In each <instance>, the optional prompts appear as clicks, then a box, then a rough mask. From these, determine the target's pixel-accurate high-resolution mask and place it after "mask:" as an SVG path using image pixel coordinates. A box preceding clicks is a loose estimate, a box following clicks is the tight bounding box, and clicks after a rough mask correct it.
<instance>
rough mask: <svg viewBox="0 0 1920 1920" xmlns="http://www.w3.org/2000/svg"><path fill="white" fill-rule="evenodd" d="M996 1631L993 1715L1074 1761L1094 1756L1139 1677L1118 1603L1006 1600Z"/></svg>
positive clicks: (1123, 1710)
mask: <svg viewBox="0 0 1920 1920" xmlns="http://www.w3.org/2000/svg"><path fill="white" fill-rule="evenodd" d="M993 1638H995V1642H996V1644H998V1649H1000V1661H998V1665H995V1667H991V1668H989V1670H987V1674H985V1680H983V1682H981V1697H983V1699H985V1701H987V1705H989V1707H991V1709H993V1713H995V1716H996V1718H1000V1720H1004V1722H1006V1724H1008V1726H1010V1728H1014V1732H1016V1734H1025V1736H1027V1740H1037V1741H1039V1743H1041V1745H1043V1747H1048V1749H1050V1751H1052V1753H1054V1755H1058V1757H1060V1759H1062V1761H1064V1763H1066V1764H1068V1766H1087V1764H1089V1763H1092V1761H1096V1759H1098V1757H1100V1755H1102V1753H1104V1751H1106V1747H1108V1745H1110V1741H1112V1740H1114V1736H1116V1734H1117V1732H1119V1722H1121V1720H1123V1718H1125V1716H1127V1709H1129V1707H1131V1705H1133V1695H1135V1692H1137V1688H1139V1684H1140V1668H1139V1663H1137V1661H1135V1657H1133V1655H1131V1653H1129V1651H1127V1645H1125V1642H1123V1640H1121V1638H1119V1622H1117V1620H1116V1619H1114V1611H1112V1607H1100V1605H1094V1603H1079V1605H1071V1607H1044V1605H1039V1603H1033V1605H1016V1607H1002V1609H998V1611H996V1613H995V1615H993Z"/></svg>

※ ※ ※

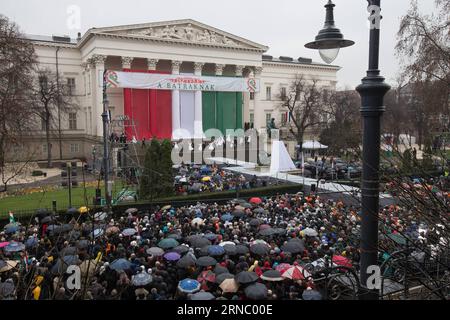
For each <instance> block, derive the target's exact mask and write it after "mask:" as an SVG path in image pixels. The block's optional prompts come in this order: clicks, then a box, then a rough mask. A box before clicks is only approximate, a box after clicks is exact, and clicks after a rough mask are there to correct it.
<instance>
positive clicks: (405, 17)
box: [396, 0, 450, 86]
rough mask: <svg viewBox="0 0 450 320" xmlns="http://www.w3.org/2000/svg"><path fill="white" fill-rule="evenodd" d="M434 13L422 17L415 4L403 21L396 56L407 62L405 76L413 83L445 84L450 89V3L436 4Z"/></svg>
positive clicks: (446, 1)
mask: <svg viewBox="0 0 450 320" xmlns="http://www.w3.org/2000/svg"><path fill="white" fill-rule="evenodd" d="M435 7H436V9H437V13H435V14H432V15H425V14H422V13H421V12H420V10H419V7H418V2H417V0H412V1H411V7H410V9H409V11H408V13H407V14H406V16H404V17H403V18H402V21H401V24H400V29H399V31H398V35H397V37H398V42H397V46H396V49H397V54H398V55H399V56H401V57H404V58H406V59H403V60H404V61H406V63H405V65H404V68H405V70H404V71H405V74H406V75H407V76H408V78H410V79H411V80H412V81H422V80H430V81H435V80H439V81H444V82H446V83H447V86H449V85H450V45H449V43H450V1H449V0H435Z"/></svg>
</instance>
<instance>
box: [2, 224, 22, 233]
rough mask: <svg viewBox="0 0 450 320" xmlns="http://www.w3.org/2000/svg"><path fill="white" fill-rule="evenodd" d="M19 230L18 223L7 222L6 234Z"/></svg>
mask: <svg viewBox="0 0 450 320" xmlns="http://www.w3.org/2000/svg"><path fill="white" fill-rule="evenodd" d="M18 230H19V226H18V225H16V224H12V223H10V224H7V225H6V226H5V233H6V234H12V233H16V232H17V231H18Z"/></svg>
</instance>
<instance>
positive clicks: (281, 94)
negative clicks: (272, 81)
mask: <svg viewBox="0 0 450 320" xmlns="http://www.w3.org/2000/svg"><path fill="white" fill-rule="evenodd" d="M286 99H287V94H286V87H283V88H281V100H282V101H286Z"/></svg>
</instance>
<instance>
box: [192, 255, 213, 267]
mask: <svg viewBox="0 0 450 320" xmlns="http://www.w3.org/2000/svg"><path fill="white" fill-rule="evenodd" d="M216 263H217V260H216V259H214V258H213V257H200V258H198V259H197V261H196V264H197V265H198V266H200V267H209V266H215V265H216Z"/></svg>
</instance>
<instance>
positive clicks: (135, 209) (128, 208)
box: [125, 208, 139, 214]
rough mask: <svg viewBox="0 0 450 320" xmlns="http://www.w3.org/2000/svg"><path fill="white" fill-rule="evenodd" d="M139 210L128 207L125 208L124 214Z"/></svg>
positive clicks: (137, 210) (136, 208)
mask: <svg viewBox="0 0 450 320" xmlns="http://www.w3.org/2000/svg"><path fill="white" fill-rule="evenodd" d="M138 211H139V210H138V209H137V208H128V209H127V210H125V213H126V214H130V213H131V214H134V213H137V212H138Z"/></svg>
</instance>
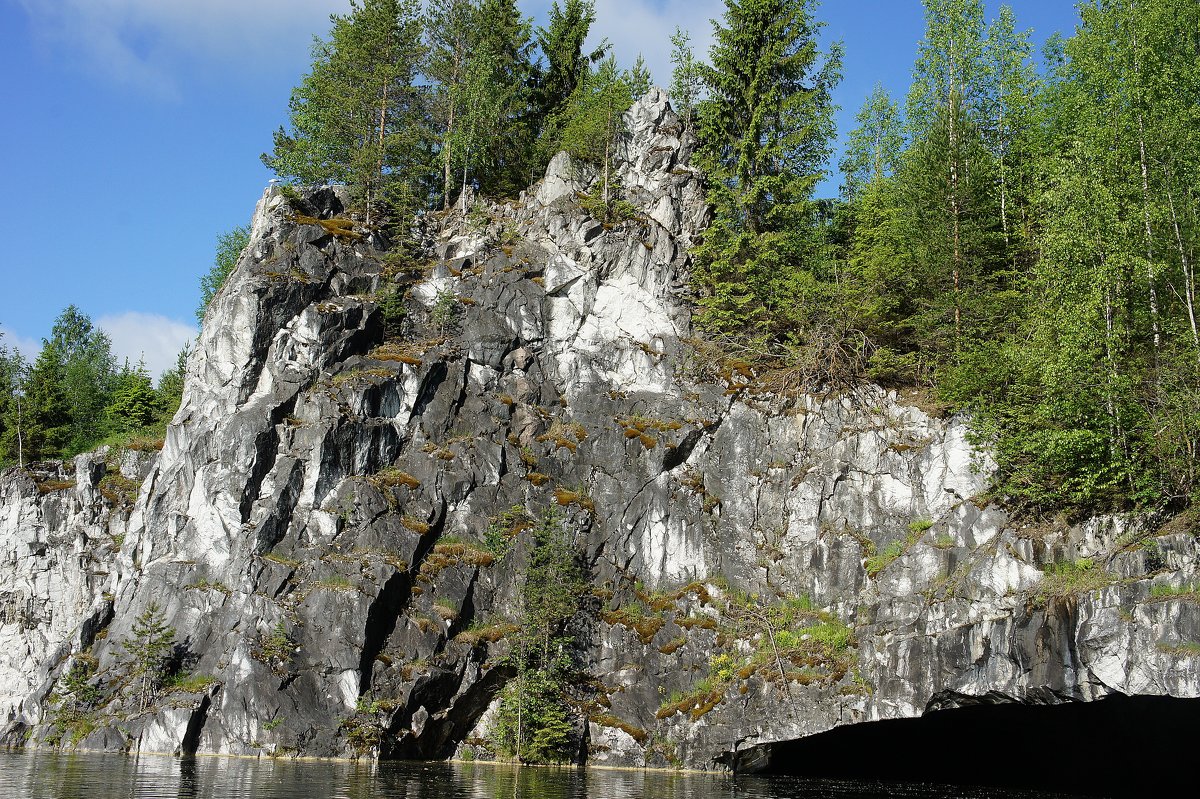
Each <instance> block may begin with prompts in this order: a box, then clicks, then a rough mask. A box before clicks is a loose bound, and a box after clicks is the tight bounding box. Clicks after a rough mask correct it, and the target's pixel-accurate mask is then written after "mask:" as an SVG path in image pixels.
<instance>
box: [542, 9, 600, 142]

※ ※ ※

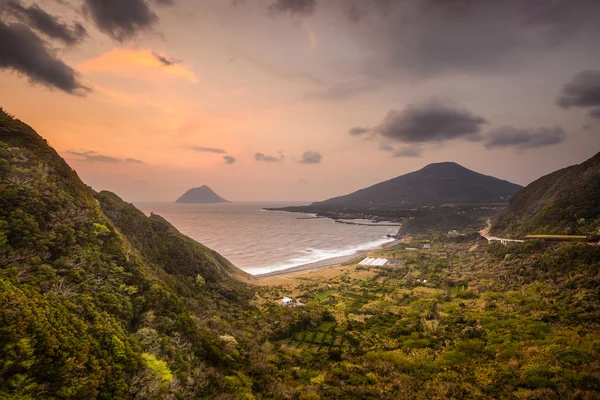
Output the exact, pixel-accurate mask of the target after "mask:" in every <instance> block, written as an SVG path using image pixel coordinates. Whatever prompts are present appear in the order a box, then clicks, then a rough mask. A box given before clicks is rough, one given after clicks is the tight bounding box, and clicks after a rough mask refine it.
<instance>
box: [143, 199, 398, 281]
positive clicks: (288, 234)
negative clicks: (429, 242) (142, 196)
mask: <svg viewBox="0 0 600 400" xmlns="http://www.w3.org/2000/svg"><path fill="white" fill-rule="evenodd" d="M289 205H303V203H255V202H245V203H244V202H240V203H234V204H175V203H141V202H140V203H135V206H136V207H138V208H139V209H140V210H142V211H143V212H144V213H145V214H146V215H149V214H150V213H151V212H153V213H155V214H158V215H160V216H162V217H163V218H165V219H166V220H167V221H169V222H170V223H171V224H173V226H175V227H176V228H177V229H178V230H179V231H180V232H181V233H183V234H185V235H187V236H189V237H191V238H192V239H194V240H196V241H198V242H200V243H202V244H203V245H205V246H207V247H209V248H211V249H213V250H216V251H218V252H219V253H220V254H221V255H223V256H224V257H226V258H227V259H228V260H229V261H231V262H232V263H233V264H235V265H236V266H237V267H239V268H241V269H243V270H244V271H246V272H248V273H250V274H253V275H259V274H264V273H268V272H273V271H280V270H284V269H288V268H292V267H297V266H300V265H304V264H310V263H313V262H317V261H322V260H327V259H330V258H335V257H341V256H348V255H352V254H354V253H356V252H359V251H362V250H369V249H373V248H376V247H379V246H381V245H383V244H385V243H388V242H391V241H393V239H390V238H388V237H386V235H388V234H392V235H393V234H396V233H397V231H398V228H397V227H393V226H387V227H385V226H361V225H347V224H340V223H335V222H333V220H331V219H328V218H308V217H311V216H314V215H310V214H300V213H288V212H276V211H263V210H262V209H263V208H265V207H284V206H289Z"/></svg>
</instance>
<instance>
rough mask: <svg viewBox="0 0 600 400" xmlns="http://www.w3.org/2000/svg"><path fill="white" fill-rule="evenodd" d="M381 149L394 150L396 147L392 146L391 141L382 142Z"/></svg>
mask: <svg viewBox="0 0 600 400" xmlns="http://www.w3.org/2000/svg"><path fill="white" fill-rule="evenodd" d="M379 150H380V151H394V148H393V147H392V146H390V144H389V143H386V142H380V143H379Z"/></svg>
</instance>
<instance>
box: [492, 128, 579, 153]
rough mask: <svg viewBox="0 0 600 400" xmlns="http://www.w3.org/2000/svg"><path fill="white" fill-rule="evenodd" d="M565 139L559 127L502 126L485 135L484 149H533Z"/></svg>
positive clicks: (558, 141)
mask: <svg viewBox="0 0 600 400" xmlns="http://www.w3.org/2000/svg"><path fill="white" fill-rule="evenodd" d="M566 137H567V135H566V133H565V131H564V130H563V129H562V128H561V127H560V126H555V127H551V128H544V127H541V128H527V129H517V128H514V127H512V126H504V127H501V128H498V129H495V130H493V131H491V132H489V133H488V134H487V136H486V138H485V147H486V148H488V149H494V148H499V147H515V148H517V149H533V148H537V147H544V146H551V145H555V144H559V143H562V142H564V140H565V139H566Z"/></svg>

※ ※ ※

Show every line above that contains the string "coordinates".

In each <instance>, the optional prompts appear as clicks, then a box, then a rough mask. From these, determine the target's pixel-accurate high-resolution mask and place it after "mask:" as an SVG path using image pixel coordinates. A box preceding clicks is a loose estimate, a box following clicks is the tight bounding box, and clicks after a rough mask correct it.
Output the exact, pixel-accurate mask of the target after "mask:" in every <instance> block, written as an SVG path using image pixel coordinates. Whatever prompts are present appear in the order a box, then clicks, then a rough mask. A box given before clicks is rough, one given after clicks is the tight bounding box, and clicks after a rough mask refine it.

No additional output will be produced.